_TO BE DONE_
Show each line of the data below that contains the word "post".

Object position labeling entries
----

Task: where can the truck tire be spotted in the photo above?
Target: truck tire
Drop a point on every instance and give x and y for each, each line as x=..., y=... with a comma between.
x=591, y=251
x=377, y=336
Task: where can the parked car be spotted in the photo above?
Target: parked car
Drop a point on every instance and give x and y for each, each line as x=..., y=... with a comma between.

----

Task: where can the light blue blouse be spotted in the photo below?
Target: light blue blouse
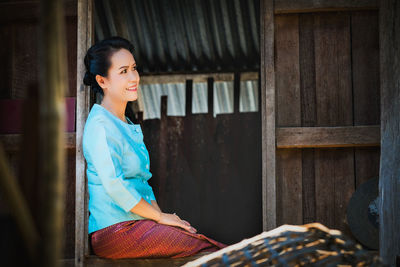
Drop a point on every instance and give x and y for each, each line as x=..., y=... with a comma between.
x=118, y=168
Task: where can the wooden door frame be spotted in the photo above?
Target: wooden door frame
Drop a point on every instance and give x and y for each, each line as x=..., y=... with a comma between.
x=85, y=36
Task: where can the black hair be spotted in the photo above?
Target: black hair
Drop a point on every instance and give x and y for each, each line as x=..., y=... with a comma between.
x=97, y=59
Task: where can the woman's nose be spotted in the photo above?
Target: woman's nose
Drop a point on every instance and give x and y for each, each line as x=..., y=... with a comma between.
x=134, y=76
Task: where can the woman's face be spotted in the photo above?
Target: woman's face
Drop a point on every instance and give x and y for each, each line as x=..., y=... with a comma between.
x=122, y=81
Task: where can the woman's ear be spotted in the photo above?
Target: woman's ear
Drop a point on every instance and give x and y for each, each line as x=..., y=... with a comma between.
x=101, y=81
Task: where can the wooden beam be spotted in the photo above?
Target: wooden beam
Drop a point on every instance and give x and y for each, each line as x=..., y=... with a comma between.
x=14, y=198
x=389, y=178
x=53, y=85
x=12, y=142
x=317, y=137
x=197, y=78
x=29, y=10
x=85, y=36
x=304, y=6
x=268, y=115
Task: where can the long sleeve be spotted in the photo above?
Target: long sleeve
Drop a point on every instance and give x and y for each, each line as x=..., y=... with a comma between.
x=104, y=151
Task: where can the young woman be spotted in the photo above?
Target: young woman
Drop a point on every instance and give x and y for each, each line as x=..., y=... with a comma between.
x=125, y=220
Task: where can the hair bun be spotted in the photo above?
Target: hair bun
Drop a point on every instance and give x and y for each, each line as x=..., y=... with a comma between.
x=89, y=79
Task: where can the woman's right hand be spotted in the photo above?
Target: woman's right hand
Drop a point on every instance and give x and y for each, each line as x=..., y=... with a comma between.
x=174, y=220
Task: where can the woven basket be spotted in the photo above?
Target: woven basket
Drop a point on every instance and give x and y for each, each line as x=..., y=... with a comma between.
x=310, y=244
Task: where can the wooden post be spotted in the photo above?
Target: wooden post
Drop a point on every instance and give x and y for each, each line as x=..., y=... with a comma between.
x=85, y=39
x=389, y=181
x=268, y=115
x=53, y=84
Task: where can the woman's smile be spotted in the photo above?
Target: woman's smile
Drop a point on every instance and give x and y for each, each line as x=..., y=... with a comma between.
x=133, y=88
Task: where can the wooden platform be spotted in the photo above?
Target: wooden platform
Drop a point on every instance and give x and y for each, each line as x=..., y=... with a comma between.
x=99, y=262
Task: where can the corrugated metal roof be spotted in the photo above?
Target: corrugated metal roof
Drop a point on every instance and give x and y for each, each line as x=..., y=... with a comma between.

----

_TASK OUTPUT_
Task: where can the wooden post be spotted in the photo above?
Target: wooden post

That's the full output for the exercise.